# Tarefa a executar
Indique quantas das linhas abaixo contêm a palavra "ceiling", diferenciando maiúsculas de minúsculas. Responda somente com o número.

# Dados do exercício
+--

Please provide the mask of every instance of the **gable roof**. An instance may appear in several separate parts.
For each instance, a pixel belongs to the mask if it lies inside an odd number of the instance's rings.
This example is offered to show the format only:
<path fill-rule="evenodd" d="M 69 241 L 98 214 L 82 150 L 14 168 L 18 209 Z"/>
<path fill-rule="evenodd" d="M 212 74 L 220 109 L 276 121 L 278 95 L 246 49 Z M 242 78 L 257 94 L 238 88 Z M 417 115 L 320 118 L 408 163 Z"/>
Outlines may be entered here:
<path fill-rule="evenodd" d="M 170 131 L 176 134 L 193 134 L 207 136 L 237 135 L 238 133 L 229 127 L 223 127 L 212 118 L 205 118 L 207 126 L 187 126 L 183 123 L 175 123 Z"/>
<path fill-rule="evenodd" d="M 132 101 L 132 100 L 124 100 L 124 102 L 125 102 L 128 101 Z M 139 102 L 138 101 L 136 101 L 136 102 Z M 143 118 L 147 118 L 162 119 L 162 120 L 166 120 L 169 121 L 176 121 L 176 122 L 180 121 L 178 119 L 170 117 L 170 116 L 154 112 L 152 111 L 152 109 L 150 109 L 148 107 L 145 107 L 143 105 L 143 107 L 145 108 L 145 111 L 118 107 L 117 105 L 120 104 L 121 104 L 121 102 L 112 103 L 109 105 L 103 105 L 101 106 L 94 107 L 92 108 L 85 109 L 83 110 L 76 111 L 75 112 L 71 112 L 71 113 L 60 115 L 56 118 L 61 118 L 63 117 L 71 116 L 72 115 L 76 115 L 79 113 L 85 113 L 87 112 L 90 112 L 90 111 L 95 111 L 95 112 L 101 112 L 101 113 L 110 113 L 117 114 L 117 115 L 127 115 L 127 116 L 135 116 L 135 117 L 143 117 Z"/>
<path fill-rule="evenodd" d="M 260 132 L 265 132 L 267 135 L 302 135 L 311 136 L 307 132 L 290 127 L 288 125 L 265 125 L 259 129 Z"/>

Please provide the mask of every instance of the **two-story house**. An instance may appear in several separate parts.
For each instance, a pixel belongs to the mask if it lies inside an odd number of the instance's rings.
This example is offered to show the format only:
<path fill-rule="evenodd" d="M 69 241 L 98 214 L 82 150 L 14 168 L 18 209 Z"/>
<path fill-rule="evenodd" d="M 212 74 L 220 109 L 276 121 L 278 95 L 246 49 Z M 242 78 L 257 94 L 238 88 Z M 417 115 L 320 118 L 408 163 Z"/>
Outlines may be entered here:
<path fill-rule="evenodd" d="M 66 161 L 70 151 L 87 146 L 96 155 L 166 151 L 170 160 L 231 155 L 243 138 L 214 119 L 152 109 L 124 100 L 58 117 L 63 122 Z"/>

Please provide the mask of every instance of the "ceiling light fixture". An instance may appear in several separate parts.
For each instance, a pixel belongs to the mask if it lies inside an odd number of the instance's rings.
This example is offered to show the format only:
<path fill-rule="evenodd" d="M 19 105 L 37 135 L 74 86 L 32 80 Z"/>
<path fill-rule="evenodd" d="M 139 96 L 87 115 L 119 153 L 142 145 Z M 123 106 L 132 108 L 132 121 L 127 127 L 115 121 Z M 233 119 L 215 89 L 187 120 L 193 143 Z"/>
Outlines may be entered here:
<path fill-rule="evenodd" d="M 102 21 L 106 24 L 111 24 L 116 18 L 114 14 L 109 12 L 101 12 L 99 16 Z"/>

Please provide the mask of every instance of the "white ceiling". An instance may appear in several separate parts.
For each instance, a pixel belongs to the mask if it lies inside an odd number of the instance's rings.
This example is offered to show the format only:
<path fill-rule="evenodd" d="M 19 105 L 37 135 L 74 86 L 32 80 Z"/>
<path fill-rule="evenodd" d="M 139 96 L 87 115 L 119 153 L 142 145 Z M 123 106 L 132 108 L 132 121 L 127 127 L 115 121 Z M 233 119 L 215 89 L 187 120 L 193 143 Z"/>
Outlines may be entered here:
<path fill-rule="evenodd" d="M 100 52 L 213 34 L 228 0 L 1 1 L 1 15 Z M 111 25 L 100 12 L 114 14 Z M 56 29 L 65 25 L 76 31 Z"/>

+--

# Solução do problema
2